According to Dr. Miriam Stoppard, a UK author from The Mirror, the Covid-19 pandemic caused anxiety, depression, and post-traumatic stress disorder (PTSD). Stoppard, who is also a medical doctor, says the repeated lockdowns to stop the spread of the disease and restrictions imposed by the authorities have made people feel like they have survived a war. Currently, people are suffering from the fallout of living in a ‘warzone’ and their mental health has been affected.
In a recent column for Mirror, Dr. Stoppard said that the rate of suicidal thoughts increased among people aged 18-29 during the pandemic. Interestingly, the opinion piece appeared on the portal on August 8, two days before ‘World Suicide Prevention Day.’ Stoppard said that General Practitioners (GPs) have told her that about 40% of their workload involves mental health. Faraz Mughal, a Doctoral Fellow at Keele University, told her that frequent exposure to pandemic news is one of the risk factors for distress.

-.-.-

Task instructions:
Continue the article on Dr. Stoppard's views about the pandemic and mental health, starting after its last sentence.

-.-.-

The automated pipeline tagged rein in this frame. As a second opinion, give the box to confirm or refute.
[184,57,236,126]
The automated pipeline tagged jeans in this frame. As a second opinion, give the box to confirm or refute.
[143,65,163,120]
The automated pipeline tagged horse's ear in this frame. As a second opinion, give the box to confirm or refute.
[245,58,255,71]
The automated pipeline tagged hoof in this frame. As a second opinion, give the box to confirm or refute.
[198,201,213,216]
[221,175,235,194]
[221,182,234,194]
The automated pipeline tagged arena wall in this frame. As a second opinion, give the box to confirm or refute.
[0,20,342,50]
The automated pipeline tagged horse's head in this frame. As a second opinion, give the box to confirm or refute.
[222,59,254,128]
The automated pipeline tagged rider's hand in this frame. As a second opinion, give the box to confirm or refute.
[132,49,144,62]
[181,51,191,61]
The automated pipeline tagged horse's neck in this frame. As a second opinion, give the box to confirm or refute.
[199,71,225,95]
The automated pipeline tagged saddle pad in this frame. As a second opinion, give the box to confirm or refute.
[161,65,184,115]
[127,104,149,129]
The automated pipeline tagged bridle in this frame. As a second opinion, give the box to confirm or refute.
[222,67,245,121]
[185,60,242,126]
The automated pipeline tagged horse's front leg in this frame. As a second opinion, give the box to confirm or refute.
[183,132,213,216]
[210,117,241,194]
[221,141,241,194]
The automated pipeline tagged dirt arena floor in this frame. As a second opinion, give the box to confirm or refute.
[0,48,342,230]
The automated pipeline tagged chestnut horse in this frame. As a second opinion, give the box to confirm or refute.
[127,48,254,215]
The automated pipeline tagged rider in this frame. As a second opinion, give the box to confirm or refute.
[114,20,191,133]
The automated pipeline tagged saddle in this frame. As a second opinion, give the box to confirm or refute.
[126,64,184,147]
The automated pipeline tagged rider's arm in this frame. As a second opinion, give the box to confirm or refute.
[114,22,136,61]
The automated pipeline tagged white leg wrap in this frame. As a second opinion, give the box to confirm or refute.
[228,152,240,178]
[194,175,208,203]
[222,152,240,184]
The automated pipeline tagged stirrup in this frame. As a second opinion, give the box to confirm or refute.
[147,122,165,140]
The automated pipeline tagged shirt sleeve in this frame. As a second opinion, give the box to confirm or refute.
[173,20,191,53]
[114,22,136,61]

-.-.-

Output of the task:
After testing positive for the virus, she said that many people went into self-isolation mode. Many of them developed stress, anxiety, adjustment disorder, confusion, and anger as a result. Families of patients with Covid also suffer significantly from mental distress. Stoppard believes that the pandemic will exacerbate mental health disparities for ethnic minorities. There will be serious implications for people with mental illness who have pre-existing conditions.
The number of remote mental health consultations has increased in recent months, according to her. However, it is undermining the close relationship between doctor and patient, who used to interact face-to-face before the pandemic. According to her, doctors must be given the time and resources they need to effectively treat mental illness.